• **Given text**:
Monday, September 12, 2005

Crossing the chasm

Let me tell you that I am very new to the domain of "Interactive Marketing". Why, its been only 2 months since I started thinking about it, and one of the things that has always amazed me is the extent to which we can innovate in this domain.

"Money is the most powerful thing that exists in our world" - Is it the fact that there is a lot of money in interactive marketing domain that motivates the best management grads to put their heads together and figure out innovative ways to reach their target audience ? Not really - afterall its interactive marketing, not investment banking at wall street.

Then what is it that motivates an interactive marketer to innovate ? Well, a glance into the history of marketing would tell you that psychology has always played a significant role in the success or failure of a marketer and interactive marketing is no different. Everyday, an interactive marketer faces the challenge of understanding the human psychology, that too of people whom he hasn't met ( or even seen ). It is important to consider here that while the psychology of an individual is not important here, the psychology of the masses holds the key and an attempt to understand the secrets that lie beneath is as interesting as a Jungle Safari in Africa.

• **What is asked**:
#1 According to the blog post on interactive marketing, how long has the writer been thinking about that field?
#2 Rewrite everything in the interactive marketing post from "Let me tell" down to "in this domain.", putting "fascinated" in place of "amazed".
#3 Write the next part of the blog post about interactive marketing, picking up after its final sentence.

Extracted data entries

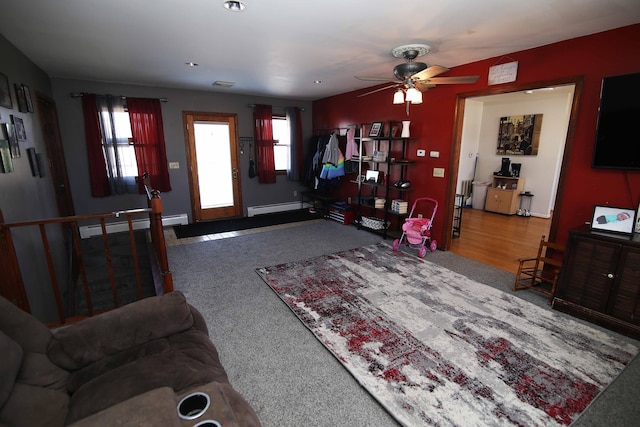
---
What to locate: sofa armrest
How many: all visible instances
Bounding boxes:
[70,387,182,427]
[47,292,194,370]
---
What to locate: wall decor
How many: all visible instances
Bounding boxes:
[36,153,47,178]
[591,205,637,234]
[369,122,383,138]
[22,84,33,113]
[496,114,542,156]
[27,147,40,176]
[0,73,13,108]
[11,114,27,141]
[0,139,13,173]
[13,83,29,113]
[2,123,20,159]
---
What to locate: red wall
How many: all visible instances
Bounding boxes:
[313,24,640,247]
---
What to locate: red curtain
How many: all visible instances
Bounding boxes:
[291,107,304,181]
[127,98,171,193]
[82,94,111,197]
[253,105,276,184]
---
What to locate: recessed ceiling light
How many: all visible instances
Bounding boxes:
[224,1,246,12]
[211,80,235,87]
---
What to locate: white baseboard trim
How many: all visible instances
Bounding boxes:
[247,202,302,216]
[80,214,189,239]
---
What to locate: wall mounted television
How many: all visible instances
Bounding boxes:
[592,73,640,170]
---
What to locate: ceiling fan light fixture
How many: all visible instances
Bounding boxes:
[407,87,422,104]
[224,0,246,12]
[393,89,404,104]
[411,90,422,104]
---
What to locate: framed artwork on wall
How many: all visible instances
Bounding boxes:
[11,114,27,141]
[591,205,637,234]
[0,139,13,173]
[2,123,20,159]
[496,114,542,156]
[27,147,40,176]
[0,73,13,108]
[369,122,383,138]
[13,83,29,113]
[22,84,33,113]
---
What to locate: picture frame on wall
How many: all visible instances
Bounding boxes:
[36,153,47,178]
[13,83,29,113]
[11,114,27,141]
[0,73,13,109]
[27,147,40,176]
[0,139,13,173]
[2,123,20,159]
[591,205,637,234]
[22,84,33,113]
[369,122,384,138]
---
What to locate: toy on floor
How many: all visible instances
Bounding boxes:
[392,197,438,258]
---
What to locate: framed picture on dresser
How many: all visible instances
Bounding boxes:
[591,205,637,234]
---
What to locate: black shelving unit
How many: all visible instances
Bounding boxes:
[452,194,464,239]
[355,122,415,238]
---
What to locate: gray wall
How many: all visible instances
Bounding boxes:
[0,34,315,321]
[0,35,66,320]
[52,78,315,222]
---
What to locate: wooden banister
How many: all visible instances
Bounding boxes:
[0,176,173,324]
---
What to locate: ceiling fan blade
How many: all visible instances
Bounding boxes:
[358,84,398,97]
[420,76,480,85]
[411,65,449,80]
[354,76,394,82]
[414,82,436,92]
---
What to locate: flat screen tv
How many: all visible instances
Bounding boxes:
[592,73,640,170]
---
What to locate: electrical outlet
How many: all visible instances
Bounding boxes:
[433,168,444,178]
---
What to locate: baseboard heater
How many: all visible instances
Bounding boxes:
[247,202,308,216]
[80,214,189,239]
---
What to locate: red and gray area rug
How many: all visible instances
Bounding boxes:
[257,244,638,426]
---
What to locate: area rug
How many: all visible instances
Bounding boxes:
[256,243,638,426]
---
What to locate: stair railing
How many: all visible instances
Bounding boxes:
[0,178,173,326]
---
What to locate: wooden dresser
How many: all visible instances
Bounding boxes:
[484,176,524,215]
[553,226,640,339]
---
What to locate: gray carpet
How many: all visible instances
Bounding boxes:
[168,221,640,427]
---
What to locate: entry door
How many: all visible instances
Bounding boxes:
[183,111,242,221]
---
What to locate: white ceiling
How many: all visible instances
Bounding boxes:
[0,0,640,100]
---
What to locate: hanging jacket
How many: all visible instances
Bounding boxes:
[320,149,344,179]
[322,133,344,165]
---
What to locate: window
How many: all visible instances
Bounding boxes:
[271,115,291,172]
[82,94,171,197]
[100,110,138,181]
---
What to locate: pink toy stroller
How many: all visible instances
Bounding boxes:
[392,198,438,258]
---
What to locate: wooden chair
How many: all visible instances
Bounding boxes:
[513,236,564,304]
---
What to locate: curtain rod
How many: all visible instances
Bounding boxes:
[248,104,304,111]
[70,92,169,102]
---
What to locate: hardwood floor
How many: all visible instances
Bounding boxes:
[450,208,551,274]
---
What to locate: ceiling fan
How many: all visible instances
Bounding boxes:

• **Results of the exercise**:
#1 Only 2 months.

#2
Let me tell you that I am very new to the domain of "Interactive Marketing". Why, its been only 2 months since I started thinking about it, and one of the things that has always fascinated me is the extent to which we can innovate in this domain.

#3
An interactive marketer constantly thinks of ways and means to get into the depth of mass psychology ( that the results are stored as statistical data is irrelevant to this discussion ) and to utilize that information to make informed decisions on marketing campaigns. What this really means is that an interactive marketer needs to innovate, to find ways to accumulate the information that gives him/her an understanding of mass psychology, to find ways to process this information to get new insights into mass psychology and to use these insights to find ways to influence the target audience better.

Now that sounds really exciting. But wait a minute - if there is really so much innovation happening in the interactive marketing domain, why is the change in the marketplace so gradual ? Why did it take so many years of struggle for interactive marketing to build a niche for itself in this big bad world ? Why isn't interactive marketing taking the biggest pie of the marketing spend of fortune 500 companies ?

The answer to these ( and other similar ) questions lie in the fact that the time lag between the time an innovation happens and the time it becomes mainstream is very large. If you have read "Crossing the Chasm" by "Geoffrey Moore", you might be familiar with the representation of this gap as a chasm, that every innovation has to cross before it goes mainstream. Unfortunately, every innovation has to face this acid test of survival and interactive marketing innovations are no different. If only this chasm could shrink....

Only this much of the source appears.